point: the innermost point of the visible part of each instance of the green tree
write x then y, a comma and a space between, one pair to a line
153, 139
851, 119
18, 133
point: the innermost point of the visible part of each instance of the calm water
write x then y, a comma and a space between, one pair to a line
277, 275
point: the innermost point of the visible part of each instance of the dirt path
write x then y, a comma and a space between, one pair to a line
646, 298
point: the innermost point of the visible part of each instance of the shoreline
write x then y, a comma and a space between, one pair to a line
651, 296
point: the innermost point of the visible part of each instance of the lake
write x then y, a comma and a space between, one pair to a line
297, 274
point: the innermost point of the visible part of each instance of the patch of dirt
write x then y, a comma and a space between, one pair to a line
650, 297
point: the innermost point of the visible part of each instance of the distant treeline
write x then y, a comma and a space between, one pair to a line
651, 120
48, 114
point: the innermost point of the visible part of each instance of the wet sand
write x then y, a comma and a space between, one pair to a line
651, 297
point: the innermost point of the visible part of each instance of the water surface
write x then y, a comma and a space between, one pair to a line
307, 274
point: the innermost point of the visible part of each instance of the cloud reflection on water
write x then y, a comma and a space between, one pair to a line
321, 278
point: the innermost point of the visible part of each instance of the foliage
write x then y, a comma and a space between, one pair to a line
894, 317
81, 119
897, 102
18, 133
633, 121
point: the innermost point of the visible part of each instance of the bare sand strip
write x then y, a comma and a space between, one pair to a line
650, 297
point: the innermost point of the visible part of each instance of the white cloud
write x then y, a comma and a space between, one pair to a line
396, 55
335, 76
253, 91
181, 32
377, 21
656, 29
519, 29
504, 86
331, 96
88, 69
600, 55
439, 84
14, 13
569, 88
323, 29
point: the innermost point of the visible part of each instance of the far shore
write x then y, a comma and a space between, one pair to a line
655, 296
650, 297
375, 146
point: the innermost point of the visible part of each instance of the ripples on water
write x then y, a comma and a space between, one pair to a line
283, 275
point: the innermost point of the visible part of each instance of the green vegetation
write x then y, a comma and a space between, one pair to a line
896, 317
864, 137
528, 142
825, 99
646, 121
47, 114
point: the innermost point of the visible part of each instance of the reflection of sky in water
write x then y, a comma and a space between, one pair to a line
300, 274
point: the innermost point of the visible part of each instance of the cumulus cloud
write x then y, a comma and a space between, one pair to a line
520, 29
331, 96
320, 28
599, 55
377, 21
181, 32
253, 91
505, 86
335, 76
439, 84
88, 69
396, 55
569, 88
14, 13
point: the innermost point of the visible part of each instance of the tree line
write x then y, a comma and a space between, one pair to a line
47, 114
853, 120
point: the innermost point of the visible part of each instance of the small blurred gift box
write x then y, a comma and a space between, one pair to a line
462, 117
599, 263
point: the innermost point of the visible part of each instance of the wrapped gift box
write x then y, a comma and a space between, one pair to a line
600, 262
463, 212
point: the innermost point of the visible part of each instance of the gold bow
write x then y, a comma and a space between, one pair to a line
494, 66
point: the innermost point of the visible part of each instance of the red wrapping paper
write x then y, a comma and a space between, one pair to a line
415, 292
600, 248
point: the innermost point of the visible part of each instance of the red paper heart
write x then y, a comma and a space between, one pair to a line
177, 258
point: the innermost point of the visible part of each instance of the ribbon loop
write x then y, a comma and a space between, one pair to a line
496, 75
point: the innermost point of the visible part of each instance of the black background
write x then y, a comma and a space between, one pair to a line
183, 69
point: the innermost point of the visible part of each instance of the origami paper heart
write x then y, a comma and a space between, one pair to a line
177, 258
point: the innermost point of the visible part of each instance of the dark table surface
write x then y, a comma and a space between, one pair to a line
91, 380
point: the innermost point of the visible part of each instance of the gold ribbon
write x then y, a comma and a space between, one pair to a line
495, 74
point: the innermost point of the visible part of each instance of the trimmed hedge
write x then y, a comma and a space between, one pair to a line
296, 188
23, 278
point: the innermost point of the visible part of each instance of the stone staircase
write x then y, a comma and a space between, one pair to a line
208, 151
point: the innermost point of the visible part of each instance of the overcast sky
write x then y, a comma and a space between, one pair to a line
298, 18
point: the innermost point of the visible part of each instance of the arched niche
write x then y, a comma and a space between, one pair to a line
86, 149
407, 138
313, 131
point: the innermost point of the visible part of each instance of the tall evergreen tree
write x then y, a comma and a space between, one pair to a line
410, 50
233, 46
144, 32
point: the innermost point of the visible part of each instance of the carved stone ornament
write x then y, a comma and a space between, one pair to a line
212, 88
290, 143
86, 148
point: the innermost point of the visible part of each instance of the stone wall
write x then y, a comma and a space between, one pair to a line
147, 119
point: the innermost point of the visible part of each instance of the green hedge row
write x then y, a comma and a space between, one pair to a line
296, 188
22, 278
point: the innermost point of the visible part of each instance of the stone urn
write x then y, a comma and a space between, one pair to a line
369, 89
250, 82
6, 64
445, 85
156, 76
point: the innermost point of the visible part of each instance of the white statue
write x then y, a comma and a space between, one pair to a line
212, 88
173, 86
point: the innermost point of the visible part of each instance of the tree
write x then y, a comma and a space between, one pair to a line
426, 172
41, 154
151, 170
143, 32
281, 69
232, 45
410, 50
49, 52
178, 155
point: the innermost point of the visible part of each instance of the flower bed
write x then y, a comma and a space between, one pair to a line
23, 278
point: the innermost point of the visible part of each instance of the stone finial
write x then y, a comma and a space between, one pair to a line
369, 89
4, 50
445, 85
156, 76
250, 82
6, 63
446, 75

+===+

• _YOUR TASK_
Copy every row above word for word, with nothing changed or left out.

• _THE ANSWER_
point: the innermost point of the visible part of each instance of the green tree
write x then y, a comma and a space between, one pair to a line
153, 139
851, 119
18, 133
point: the innermost point of the visible part of each instance of the calm water
write x then y, a comma and a space between, one pair to a line
277, 275
point: the innermost point of the visible part of each instance of the dirt path
write x then y, a comma and a space between, one pair to a line
646, 298
point: the innermost point of the visible part of each instance of the shoreline
write x then y, a comma and a space between, one pair to a line
651, 296
point: the innermost point of the visible part of each instance of the lake
write x then y, a comma and a space between, one pair to a line
297, 274
point: the innermost point of the visible part of each instance of the patch of dirt
write x then y, a comma and a space between, one pair to a line
650, 297
point: the innermost point of the visible part of each instance of the distant treeline
write x then y, a comma and a space between, one pair to a line
651, 120
48, 114
point: the innermost point of the visible part of each instance of the wet sand
write x then y, a comma and a space between, one pair to a line
651, 297
point: the innermost point of the visible part of each instance of the water surface
write x then y, a comma and a space between, one pair to a line
307, 274
point: the innermost point of the visible part of each instance of the cloud reflection on water
write x then y, a comma and a space between, one pair to a line
321, 278
point: the innermost point of the visible part of each instance of the foliage
write x then y, a comma and a space between, one pair to a line
894, 317
81, 119
897, 102
18, 133
633, 121
point: the innermost point of the visible part of each instance of the bare sand strip
write x then y, a comma and a space between, one pair to a line
650, 297
point: the innermost point of the visible part of each instance of the white cloud
write x then y, a comma and a space between, one pair to a line
396, 55
335, 76
253, 91
181, 32
377, 21
656, 29
519, 29
504, 86
331, 96
88, 69
600, 55
439, 84
14, 13
569, 88
323, 29
point: the innermost point of the visible part of each instance of the far shore
write x then y, a comma and a space between, one pair to a line
655, 296
650, 297
375, 146
point: the innermost point of the visible part of each instance of the ripples on water
write x then y, a comma and a space between, one pair to a line
283, 275
point: the innermost point of the visible part of each instance of the green vegetation
write x then y, a comma and a space between, one pair to a line
896, 317
864, 137
528, 142
825, 99
646, 121
47, 114
point: the innermost point of the visible part of each instance of the reflection of sky in water
write x then y, a comma and a space between, one pair to a line
300, 274
point: the innermost point of the visible part of each instance of the cumulus cloud
write x then y, a comma and a space between, one pair to a line
520, 29
331, 96
320, 28
599, 55
377, 21
181, 32
253, 91
505, 86
335, 76
439, 84
88, 69
396, 55
569, 88
14, 13
point: the innermost point of the visible part of each instance of the tree line
write x then y, a comma and a space between, one pair to a line
47, 114
853, 120
point: the innermost point of the visible part of each instance of the small blurred gift box
write x then y, a comma and a space between, one pair to a line
462, 117
599, 263
point: the innermost point of the visible part of each instance of the wrapped gift box
write x then y, a comma and a space between, one pair to a line
600, 262
463, 212
point: the innermost point of the visible part of each instance of the gold bow
write x then y, a comma and a space between, one pair to a line
494, 66
point: the innermost point of the visible part of each instance of the red wrapping paper
write x then y, a comma and a space between, one pair to a line
415, 292
600, 248
point: the innermost point of the visible part of each instance of the red paper heart
write x then y, a comma and a space between, one pair to a line
177, 258
point: the innermost point of the visible part of each instance of the ribbon loop
write x then y, a comma and a space between, one pair to a line
496, 75
point: the innermost point of the visible part of each instance of the black background
write x then y, a comma and a space between, one pair to a line
183, 69
point: the innermost point of the visible part of each instance of the origami paper heart
write x then y, a comma and a space between, one pair to a line
177, 258
point: the innermost point of the visible part of each instance of the dark table surface
write x then y, a comma and a space between, one pair to a line
91, 380
point: the innermost point of the visible part of each instance of the gold ribbon
write x then y, a comma and a space between, one pair to a line
495, 74
point: the innermost point of the visible part of each instance of the trimmed hedge
write x then y, a comma and a space between, one pair to a line
296, 188
23, 278
point: the innermost point of the visible part of each instance of the stone staircase
write x then y, a comma and a space between, one pair to a line
208, 151
point: the innermost point of the visible part of each instance of the overcast sky
write x then y, a comma and a space between, one pair to a line
298, 18
point: the innermost point of the visible part of each instance of the arched niche
write x then y, a comma and a space between, one pair to a line
86, 149
407, 138
313, 131
point: the innermost point of the visible part of each instance of the tall evergreen tree
write x then y, a comma and a space between, one pair to a line
410, 50
233, 46
144, 32
point: the innermost point of the visible part of each instance of the carved stone ornament
write x then y, a comma and a space between, one pair to a line
212, 88
290, 143
86, 148
point: the innermost point of the visible part of each instance of the stone wall
write x then y, a comma and a space between, one pair to a line
147, 119
point: the innermost point of the visible part of each instance of the green hedge row
write x then y, a comma and a space between, one pair to a line
296, 188
22, 278
point: the innermost point of the visible part of each instance of the stone urn
write x then y, a comma and a space between, one pair to a line
369, 89
250, 82
6, 64
445, 85
156, 76
point: the innermost point of the visible part of each instance of the white statue
write x then y, a comma and a space between, one pair to a line
212, 88
173, 86
point: the innermost point of the visible part of each instance of the tree
write x then y, a comma and a space between, one pair to a line
426, 172
41, 154
151, 170
143, 32
281, 69
232, 45
410, 50
49, 52
178, 155
point: the innermost point of the visible part of each instance of the flower bed
write x then y, a comma and a space between, one pair to a line
23, 278
point: the innermost point of the visible part of each instance of the stone finial
write x then y, a comma and a space between, one pair to a line
369, 89
4, 50
445, 85
156, 76
250, 82
6, 63
446, 75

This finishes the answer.